* **SUPPLIED TEXT**
══════════
SPMF documentation > Mining Periodic High--Utility Itemsets Using the PHM Algorithm

This example explains how to run the PHM algorithm using the SPMF open-source data mining library.

How to run this example?

What is PHM ?

PHM is an algorithm for discovering periodic high-utility itemsets in a sequence of transactions (a transaction database) having information about the utility of items. It was proposed by Fournier-Viger et al. (2016). PHM can discover patterns that periodically appears in a sequence of transactions and that generate a high profit (have a hih utility). Periodic high utility itemset mining has many applications such as discovering periodic purchase behaviors of customers of a retail store, which yield a high profit.

The PHM algorithm is similar to the PFPM algorithm also offered in SPMF. The main difference is that PHM consider the additional constraint of utility (profit generated by itemsets). Thus, there is an additional constraint that we not only want to find periodic patterns, but also profitable patterns.

What is the input of the PHM algorithm?
══════════
* **TASK INSTRUCTIONS**
[A] Summarize the PHM text in two sentences.
[B] Please continue the PHM text from its last line onward.
The data after this point has no connection to the PHM text.
══════════
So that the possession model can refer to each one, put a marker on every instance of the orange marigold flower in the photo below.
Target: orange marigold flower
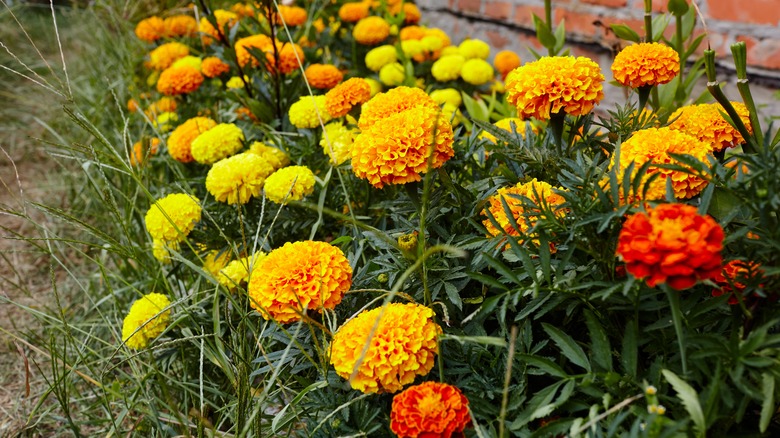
(402, 347)
(301, 275)
(398, 99)
(673, 244)
(179, 80)
(150, 29)
(655, 145)
(395, 150)
(212, 67)
(430, 409)
(340, 100)
(646, 64)
(180, 141)
(371, 30)
(552, 84)
(353, 12)
(706, 123)
(323, 76)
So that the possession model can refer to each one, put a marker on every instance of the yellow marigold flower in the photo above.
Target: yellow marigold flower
(165, 55)
(148, 317)
(308, 111)
(403, 347)
(553, 84)
(398, 99)
(654, 145)
(340, 100)
(646, 64)
(395, 150)
(297, 276)
(180, 26)
(706, 123)
(212, 67)
(180, 141)
(150, 29)
(277, 158)
(379, 57)
(448, 68)
(171, 218)
(179, 80)
(337, 142)
(217, 143)
(323, 76)
(236, 179)
(477, 71)
(353, 12)
(371, 30)
(289, 184)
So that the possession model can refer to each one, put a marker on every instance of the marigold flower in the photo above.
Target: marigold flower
(395, 150)
(148, 317)
(371, 30)
(238, 178)
(402, 347)
(323, 76)
(289, 184)
(180, 141)
(217, 143)
(671, 244)
(170, 219)
(297, 276)
(179, 80)
(655, 145)
(430, 409)
(646, 64)
(706, 123)
(549, 85)
(150, 29)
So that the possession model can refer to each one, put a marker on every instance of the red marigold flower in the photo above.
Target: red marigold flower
(430, 409)
(671, 244)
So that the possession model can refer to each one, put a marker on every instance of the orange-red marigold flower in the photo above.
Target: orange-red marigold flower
(430, 409)
(672, 244)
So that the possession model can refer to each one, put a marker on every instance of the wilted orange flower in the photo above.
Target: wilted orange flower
(179, 80)
(555, 83)
(403, 347)
(655, 145)
(673, 244)
(430, 409)
(706, 123)
(646, 64)
(301, 275)
(323, 76)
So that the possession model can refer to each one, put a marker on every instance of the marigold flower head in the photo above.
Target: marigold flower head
(301, 275)
(552, 84)
(395, 150)
(308, 111)
(655, 145)
(706, 123)
(148, 317)
(646, 64)
(150, 29)
(217, 143)
(170, 219)
(672, 244)
(403, 347)
(291, 183)
(371, 30)
(179, 80)
(430, 409)
(238, 178)
(180, 141)
(323, 76)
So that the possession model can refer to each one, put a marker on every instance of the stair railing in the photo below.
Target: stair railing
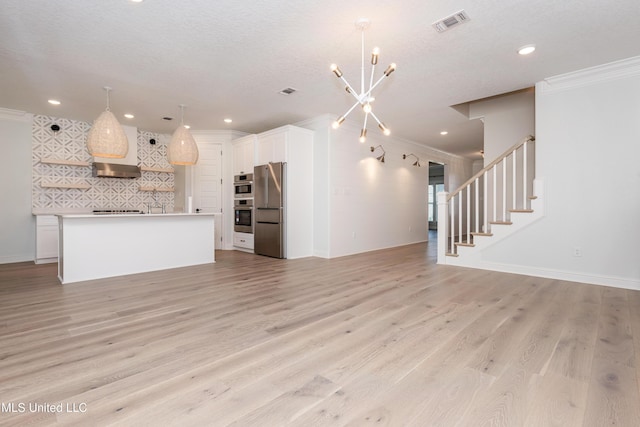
(505, 185)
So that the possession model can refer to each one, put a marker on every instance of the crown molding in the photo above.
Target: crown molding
(7, 114)
(625, 68)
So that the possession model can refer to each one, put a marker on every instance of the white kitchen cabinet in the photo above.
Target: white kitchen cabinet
(243, 241)
(272, 145)
(46, 239)
(243, 154)
(294, 146)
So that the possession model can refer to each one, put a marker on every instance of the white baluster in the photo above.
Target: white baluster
(513, 178)
(525, 197)
(485, 217)
(453, 225)
(477, 208)
(495, 193)
(459, 218)
(504, 189)
(443, 226)
(469, 213)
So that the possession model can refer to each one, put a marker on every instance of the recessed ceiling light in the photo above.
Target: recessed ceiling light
(527, 49)
(287, 91)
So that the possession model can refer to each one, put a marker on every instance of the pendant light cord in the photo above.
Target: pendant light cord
(182, 115)
(108, 89)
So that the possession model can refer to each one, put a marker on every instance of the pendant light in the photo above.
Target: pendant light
(106, 137)
(182, 150)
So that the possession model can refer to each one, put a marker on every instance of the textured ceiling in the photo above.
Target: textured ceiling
(228, 58)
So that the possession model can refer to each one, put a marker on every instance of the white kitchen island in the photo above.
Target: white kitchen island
(98, 246)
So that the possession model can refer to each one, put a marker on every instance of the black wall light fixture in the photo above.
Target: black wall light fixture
(381, 157)
(416, 163)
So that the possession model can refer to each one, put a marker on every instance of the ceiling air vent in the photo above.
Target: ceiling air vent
(451, 21)
(287, 91)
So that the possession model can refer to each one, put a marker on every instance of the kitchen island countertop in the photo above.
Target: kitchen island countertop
(99, 246)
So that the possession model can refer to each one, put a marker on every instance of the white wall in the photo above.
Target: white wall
(17, 225)
(508, 119)
(362, 204)
(587, 155)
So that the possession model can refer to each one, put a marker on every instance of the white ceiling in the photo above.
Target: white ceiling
(230, 58)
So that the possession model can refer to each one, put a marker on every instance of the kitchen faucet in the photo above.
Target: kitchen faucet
(155, 203)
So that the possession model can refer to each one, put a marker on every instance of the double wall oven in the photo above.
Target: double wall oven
(243, 203)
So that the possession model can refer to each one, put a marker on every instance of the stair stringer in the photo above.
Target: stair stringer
(471, 256)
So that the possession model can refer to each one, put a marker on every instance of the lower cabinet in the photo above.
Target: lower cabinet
(243, 241)
(46, 239)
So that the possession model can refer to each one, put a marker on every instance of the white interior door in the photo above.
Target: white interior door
(207, 185)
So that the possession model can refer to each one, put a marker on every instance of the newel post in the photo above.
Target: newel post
(443, 225)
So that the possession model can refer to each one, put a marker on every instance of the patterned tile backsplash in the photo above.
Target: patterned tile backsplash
(69, 143)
══════════
* **OUTPUTS**
[A] PHM, proposed by Fournier-Viger et al. (2016) and offered in the SPMF open-source data mining library, is an algorithm that discovers itemsets which appear periodically in a sequence of transactions and generate high utility, or profit. It is similar to the PFPM algorithm but adds a utility constraint so that the patterns found are profitable as well as periodic, which is useful for tasks such as finding periodic, high-profit purchase behaviors of a retail store's customers.

[B]
The input is a transaction database (a sequence of transactions) and four parameters that are set by the user:

Note that two optional parameters are also offered to specify constraints on the minimum and maximum number of items that patterns should contain (positive integers).

A transaction database is a set of transactions. Let's consider the following database consisting of 7 transactions (t1,t2...t5,t6, t7) and 7 items (1, 2, 3, 4, 5, 6, 7). This database is provided in the text file "DB_utilityPerHUIs.txt" in the package ca.pfv.spmf.tests of the SPMF distribution.


Items Transaction utility Item utilities for this transaction
t1 {1, 3} 6 5 1
t2 {5} 3 3
t3 {1, 2, 3, 4, 5} 25 5 10 1 6 3
t4 {2, 3, 4, 5} 20 8 3 6 3
t5 {1, 3, 4} 8 5 1 2
t6 {1,3,5} 22 10 6 6
t7 {2, 3, 5} 9 4 2 3

Each line of the database is:

  • a set of items (the first column of the table),
  • the sum of the utilities (e.g. profit) of these items in this transaction (the second column of the table),
  • the utility of each item for this transaction (e.g. profit generated by this item for this transaction)(the third column of the table).

Note that the value in the second column for each line is the sum of the values in the third column.

What are real-life examples of such a database? There are several applications in real life. One application is a customer transaction database. Imagine that each transaction represents the items purchased by a customer on a given day. The first transaction named "t1" represents the purchase of items 3, 5, 1, 2, 4 and 6. The amount of money spent for each item is respectively 1 $, 3 $, 5 $, 10 $, 6 $ and 5 $. The total amount of money spent in this transaction is 1 + 3 + 5 + 10 + 6 + 5 = 30 $.

What is the output of the algorithm?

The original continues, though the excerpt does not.